## EXERCISE DATA
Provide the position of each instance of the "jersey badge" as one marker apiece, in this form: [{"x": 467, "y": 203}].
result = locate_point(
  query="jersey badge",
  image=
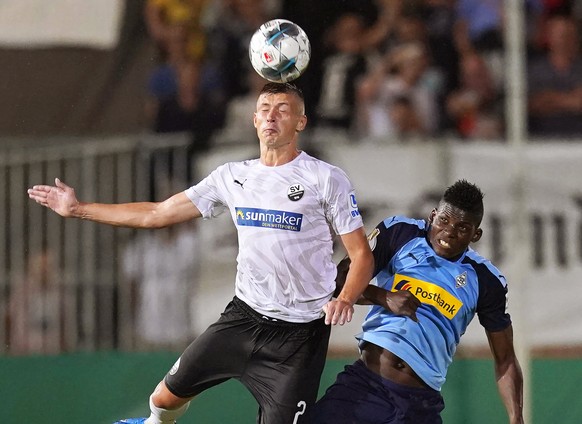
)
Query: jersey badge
[
  {"x": 353, "y": 206},
  {"x": 429, "y": 294},
  {"x": 461, "y": 280},
  {"x": 295, "y": 192}
]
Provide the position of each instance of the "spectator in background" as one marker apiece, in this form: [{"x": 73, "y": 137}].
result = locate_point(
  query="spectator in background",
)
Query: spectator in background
[
  {"x": 176, "y": 94},
  {"x": 479, "y": 28},
  {"x": 439, "y": 18},
  {"x": 405, "y": 119},
  {"x": 35, "y": 310},
  {"x": 161, "y": 17},
  {"x": 340, "y": 72},
  {"x": 555, "y": 83},
  {"x": 173, "y": 86},
  {"x": 237, "y": 126},
  {"x": 404, "y": 72},
  {"x": 476, "y": 108}
]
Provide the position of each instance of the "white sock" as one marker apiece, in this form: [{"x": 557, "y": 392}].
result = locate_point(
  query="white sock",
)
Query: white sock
[{"x": 165, "y": 416}]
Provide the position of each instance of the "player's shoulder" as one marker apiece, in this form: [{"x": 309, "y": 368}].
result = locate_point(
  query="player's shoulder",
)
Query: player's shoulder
[
  {"x": 402, "y": 221},
  {"x": 484, "y": 268},
  {"x": 319, "y": 168}
]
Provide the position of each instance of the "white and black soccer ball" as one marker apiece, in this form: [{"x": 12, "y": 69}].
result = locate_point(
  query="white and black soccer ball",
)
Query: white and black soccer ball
[{"x": 280, "y": 51}]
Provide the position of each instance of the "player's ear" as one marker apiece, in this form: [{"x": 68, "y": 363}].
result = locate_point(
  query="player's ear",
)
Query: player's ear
[
  {"x": 301, "y": 124},
  {"x": 431, "y": 215},
  {"x": 477, "y": 235}
]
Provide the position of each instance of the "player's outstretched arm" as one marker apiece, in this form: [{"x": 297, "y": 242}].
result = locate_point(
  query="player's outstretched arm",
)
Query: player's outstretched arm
[
  {"x": 507, "y": 373},
  {"x": 341, "y": 309},
  {"x": 400, "y": 302},
  {"x": 62, "y": 199}
]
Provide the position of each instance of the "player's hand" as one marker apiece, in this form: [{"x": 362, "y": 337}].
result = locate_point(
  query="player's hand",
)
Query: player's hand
[
  {"x": 60, "y": 198},
  {"x": 338, "y": 312},
  {"x": 403, "y": 303}
]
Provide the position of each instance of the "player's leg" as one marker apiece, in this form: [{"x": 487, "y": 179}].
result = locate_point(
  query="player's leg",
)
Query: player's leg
[
  {"x": 166, "y": 407},
  {"x": 359, "y": 396},
  {"x": 285, "y": 370},
  {"x": 212, "y": 358}
]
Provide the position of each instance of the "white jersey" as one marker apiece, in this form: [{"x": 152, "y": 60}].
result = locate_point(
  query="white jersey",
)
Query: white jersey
[{"x": 286, "y": 217}]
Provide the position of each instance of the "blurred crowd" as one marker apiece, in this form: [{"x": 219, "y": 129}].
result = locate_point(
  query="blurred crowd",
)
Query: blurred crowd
[{"x": 390, "y": 70}]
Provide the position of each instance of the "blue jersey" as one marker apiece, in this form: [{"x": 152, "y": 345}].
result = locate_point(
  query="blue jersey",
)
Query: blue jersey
[{"x": 451, "y": 293}]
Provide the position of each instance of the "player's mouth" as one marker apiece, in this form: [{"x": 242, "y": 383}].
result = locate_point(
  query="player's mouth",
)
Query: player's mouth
[{"x": 443, "y": 243}]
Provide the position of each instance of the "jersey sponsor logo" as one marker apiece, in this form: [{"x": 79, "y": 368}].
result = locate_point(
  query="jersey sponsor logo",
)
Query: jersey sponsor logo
[
  {"x": 295, "y": 192},
  {"x": 240, "y": 183},
  {"x": 353, "y": 206},
  {"x": 430, "y": 294},
  {"x": 269, "y": 218}
]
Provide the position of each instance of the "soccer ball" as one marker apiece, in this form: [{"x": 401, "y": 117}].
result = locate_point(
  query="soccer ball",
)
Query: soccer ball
[{"x": 279, "y": 51}]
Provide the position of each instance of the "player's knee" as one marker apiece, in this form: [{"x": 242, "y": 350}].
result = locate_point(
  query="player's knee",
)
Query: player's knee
[{"x": 163, "y": 398}]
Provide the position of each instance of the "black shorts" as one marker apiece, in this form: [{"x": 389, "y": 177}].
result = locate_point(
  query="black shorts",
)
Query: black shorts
[
  {"x": 279, "y": 362},
  {"x": 360, "y": 396}
]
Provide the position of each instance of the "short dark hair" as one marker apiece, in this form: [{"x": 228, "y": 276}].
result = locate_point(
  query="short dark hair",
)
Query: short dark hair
[
  {"x": 285, "y": 88},
  {"x": 465, "y": 196}
]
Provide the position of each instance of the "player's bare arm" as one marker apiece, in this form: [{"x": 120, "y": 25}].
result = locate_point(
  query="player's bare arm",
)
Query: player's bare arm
[
  {"x": 401, "y": 302},
  {"x": 341, "y": 309},
  {"x": 62, "y": 199},
  {"x": 507, "y": 373}
]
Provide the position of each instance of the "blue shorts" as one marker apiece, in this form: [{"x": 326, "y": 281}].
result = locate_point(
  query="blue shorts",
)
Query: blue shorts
[{"x": 360, "y": 396}]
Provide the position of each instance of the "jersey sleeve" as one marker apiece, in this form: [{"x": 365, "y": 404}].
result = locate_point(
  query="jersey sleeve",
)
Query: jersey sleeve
[
  {"x": 208, "y": 194},
  {"x": 341, "y": 207}
]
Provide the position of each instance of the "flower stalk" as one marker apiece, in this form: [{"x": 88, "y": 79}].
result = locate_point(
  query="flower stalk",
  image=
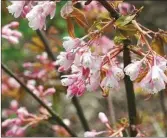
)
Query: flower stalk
[
  {"x": 74, "y": 99},
  {"x": 128, "y": 83}
]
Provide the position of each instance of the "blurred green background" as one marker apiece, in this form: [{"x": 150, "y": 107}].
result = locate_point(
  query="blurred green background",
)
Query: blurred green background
[{"x": 153, "y": 16}]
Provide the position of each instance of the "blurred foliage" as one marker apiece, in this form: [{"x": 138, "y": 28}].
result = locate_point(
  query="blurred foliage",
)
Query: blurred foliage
[{"x": 153, "y": 16}]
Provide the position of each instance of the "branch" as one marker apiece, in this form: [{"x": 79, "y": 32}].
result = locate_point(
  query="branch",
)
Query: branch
[
  {"x": 80, "y": 113},
  {"x": 128, "y": 83},
  {"x": 129, "y": 91},
  {"x": 53, "y": 114},
  {"x": 74, "y": 99},
  {"x": 164, "y": 110}
]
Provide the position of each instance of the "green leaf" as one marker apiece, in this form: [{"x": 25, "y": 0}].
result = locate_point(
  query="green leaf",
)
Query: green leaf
[
  {"x": 124, "y": 20},
  {"x": 119, "y": 38}
]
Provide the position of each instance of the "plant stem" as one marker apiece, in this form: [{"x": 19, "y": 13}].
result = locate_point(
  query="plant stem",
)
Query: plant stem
[
  {"x": 164, "y": 109},
  {"x": 53, "y": 114},
  {"x": 128, "y": 83},
  {"x": 80, "y": 113},
  {"x": 129, "y": 92},
  {"x": 74, "y": 99}
]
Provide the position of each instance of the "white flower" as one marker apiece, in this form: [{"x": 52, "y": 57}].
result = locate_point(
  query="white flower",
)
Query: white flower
[
  {"x": 118, "y": 72},
  {"x": 132, "y": 70},
  {"x": 109, "y": 82},
  {"x": 154, "y": 81},
  {"x": 16, "y": 8},
  {"x": 38, "y": 14},
  {"x": 103, "y": 117},
  {"x": 36, "y": 18},
  {"x": 86, "y": 59},
  {"x": 70, "y": 43},
  {"x": 65, "y": 60}
]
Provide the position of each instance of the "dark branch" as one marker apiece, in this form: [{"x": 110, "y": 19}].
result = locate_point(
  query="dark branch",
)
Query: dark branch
[
  {"x": 80, "y": 114},
  {"x": 53, "y": 114},
  {"x": 128, "y": 83},
  {"x": 74, "y": 99}
]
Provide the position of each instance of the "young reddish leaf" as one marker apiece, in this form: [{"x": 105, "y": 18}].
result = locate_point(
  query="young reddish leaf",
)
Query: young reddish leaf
[
  {"x": 124, "y": 20},
  {"x": 79, "y": 17},
  {"x": 157, "y": 45},
  {"x": 163, "y": 35},
  {"x": 70, "y": 27},
  {"x": 66, "y": 10}
]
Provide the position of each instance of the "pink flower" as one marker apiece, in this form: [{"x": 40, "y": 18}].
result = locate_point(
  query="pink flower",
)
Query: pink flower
[
  {"x": 15, "y": 131},
  {"x": 103, "y": 45},
  {"x": 126, "y": 8},
  {"x": 161, "y": 62},
  {"x": 103, "y": 117},
  {"x": 16, "y": 8},
  {"x": 86, "y": 59},
  {"x": 13, "y": 83},
  {"x": 65, "y": 60},
  {"x": 70, "y": 43},
  {"x": 113, "y": 75},
  {"x": 154, "y": 81},
  {"x": 66, "y": 9},
  {"x": 132, "y": 70},
  {"x": 38, "y": 14},
  {"x": 12, "y": 36},
  {"x": 75, "y": 83}
]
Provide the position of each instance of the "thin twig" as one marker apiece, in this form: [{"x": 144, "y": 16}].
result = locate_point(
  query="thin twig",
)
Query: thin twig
[
  {"x": 80, "y": 113},
  {"x": 74, "y": 99},
  {"x": 53, "y": 114},
  {"x": 128, "y": 82},
  {"x": 164, "y": 109}
]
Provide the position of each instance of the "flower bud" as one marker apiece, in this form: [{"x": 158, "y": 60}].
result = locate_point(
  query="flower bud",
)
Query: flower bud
[{"x": 103, "y": 117}]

## WORK REQUIRED
Pull out every line of the records above that contains the word "black", and copy each one unchanged.

## THE REPLY
Provide the position of each instance of the "white and black soccer ball" as one marker apiece, in this form: [{"x": 12, "y": 69}].
  query="white and black soccer ball",
Query: white and black soccer ball
Provide the position of each instance of the "black shorts" as one marker apiece, in this form: [{"x": 389, "y": 177}].
  query="black shorts",
Query: black shorts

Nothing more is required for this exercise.